TEXT EXCERPT
Learned a few new things about M4 along the way :-( ... but done.
You'll need to rebase the pread patch again of course.

            regards, tom lane



Re: pread() and pwrite()

From
Tom Lane
Date:
I wrote:
> Thomas Munro <thomas.munro@enterprisedb.com> writes:
>> On Tue, Oct 9, 2018 at 2:55 PM Tom Lane <tgl@sss.pgh.pa.us> wrote:
>>> Yeah, I've been burnt by that too recently.  It occurs to me we could make
>>> that at least a little less painful if we formatted the macro with one
>>> line per function name:

>> +1, was about to suggest the same!

> Sold, I'll go do it.

Learned a few new things about M4 along the way :-( ... but done.
You'll need to rebase the pread patch again of course.

            regards, tom lane


Re: pread() and pwrite()

From
Andrew Dunstan
Date:

On 10/08/2018 09:55 PM, Tom Lane wrote:
> Thomas Munro <thomas.munro@enterprisedb.com> writes:
>> Rebased again.  Patches that touch AC_CHECK_FUNCS are fun like that!
> Yeah, I've been burnt by that too recently.  It occurs to me we could make
> that at least a little less painful if we formatted the macro with one
> line per function name:
>
> AC_CHECK_FUNCS([
>     cbrt
>     clock_gettime
>     fdatasync
>     ...
>     wcstombs_l
> ])
>
> You'd still get conflicts in configure itself, of course, but that
> doesn't require manual work to resolve -- just re-run autoconf.
>
>             



By and large I think it's better not to submit patches with changes to 
configure, but to let the committer run autoconf.

You can avoid getting such changes in your patches by doing something 
like this:

     git config diff.nodiff.command /bin/true
     echo configure diff=nodiff >> .git/info/attributes

If you actually want to turn this off and see any diffs in configure, run

     git diff --no-ext-diff

It's also possible to supply a filter expression to 'git diff'.

OTOH, this will probably confuse the heck out of the cfbot patch checker.

cheers

andrew

-- 
Andrew Dunstan                https://www.2ndQuadrant.com
PostgreSQL Development, 24x7 Support, Remote DBA, Training & Services



Re: pread() and pwrite()

From
Andres Freund
Date:
On 2018-10-09 14:32:29 -0400, Andrew Dunstan wrote:
> 
> 
> On 10/08/2018 09:55 PM, Tom Lane wrote:
> > Thomas Munro <thomas.munro@enterprisedb.com> writes:
> > > Rebased again.  Patches that touch AC_CHECK_FUNCS are fun like that!

TASK LIST
a – In the pread() and pwrite() thread, what command does Andrew Dunstan give for turning the setting off and seeing diffs in configure?
b – According to the pread() and pwrite() thread, why do conflicts in configure itself not call for manual work?
c – Translate this sentence from the pread() and pwrite() thread into Spanish: "By and large I think it's better not to submit patches with changes to configure, but to let the committer run autoconf."

DATA SEGMENT
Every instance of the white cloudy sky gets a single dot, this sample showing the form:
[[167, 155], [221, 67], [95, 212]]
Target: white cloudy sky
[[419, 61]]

FULL ANSWERS
a – git diff --no-ext-diff

b – Configure conflicts don't need manual resolution because you can re-run autoconf.

c – En general, creo que es mejor no enviar parches con cambios en configure, sino dejar que el committer ejecute autoconf.